Task directions. In the records below, find the line that contains "[outline] gray t-shirt" and the line that contains "Segment the gray t-shirt.". Set down exactly those lines and every line between them, and nothing more.

Working data.
------------------------

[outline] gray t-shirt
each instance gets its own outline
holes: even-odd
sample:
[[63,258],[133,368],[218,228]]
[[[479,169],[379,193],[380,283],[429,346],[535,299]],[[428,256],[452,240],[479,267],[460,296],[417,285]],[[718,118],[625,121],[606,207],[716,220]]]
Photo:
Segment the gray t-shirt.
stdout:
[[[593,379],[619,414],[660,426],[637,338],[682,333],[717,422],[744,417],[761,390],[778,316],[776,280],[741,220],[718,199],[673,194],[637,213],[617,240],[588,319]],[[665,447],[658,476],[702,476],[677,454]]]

------------------------

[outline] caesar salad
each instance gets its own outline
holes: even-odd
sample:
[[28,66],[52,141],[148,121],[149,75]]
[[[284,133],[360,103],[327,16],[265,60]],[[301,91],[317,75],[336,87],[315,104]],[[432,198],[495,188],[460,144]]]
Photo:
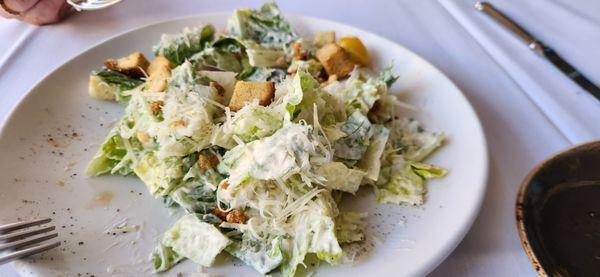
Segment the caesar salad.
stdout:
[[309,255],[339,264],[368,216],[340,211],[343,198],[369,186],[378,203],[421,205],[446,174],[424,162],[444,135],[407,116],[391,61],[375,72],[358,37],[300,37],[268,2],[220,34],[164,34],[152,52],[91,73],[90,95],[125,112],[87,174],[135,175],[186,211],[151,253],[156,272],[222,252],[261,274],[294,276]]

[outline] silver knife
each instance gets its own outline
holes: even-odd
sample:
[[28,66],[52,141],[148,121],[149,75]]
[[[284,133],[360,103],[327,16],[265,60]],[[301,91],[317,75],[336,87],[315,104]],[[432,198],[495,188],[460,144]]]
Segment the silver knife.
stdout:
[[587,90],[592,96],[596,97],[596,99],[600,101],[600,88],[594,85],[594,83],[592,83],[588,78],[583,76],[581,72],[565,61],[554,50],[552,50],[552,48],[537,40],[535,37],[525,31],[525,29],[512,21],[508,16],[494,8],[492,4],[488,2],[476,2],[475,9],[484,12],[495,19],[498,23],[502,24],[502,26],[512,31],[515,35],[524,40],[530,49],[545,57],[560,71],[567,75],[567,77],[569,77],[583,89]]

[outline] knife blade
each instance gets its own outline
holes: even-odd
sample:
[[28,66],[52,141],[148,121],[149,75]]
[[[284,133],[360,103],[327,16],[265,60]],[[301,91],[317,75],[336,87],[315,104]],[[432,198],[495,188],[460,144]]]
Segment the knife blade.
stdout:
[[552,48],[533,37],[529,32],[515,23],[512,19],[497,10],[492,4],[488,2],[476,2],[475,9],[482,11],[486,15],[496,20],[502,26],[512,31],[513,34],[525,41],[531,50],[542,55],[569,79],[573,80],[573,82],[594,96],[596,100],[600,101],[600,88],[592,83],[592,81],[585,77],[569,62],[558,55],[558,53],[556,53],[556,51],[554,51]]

------------------------

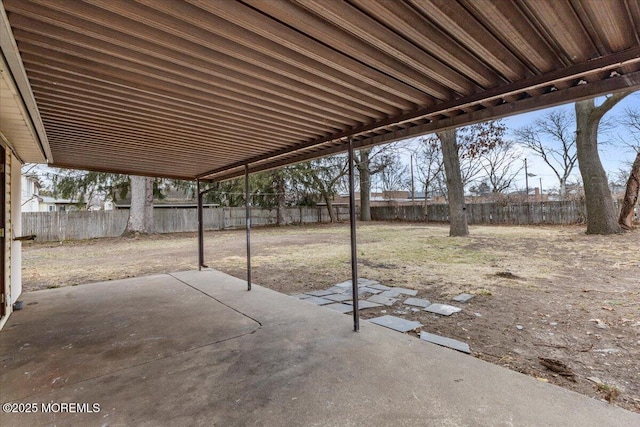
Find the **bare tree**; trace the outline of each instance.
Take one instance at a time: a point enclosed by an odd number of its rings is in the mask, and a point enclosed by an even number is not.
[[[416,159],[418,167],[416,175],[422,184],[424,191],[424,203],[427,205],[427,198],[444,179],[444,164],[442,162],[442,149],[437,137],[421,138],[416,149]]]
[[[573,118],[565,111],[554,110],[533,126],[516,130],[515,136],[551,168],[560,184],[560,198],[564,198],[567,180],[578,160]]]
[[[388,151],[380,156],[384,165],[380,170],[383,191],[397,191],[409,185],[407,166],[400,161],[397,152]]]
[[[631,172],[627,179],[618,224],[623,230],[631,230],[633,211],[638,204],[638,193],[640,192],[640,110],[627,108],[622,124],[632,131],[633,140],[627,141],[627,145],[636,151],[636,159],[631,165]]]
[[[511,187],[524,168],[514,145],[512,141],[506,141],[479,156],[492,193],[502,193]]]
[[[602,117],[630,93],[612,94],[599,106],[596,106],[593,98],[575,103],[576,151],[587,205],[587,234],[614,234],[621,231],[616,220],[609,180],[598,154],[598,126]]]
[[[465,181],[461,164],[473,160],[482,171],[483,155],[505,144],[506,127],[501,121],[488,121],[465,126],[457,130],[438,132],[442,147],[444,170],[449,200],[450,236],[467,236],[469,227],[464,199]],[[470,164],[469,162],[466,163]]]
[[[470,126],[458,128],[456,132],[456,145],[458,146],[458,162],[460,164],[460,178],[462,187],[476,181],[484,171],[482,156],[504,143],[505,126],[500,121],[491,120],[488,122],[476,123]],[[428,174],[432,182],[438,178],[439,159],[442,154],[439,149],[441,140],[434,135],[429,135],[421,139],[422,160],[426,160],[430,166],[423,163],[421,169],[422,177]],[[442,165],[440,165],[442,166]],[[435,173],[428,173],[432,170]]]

------------------------

Task response.
[outline] gray t-shirt
each instance gets its own outline
holes: even-odd
sample:
[[63,258],[133,368],[218,228]]
[[[479,169],[379,193],[380,283],[429,346],[535,299]],[[428,256],[452,240],[479,267],[460,296],[417,285]],[[718,118],[625,121],[606,207],[716,220]]]
Photo:
Segment the gray t-shirt.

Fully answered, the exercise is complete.